* _Short task_
Reproduce each line of the records below verbatim, omitting the pictures.

* _Available data_
= = = =
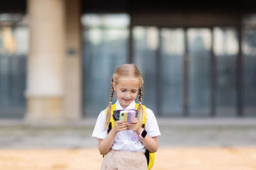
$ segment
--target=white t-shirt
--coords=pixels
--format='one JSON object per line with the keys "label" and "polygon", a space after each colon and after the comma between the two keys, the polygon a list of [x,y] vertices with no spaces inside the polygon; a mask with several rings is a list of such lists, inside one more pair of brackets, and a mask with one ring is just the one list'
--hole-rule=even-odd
= = = =
* _Right answer_
$ segment
--target=white t-shirt
--coords=pixels
--format='one JSON object per line with the keys "label" and "polygon", a space after each colon and after the comma between the two keys, the polygon a list of [x,y] vertices with no spaces inside the polygon; a mask with several rings is a list of such lists, inside one more pair of brackets, and a mask with one ring is just the one list'
--hole-rule=even-odd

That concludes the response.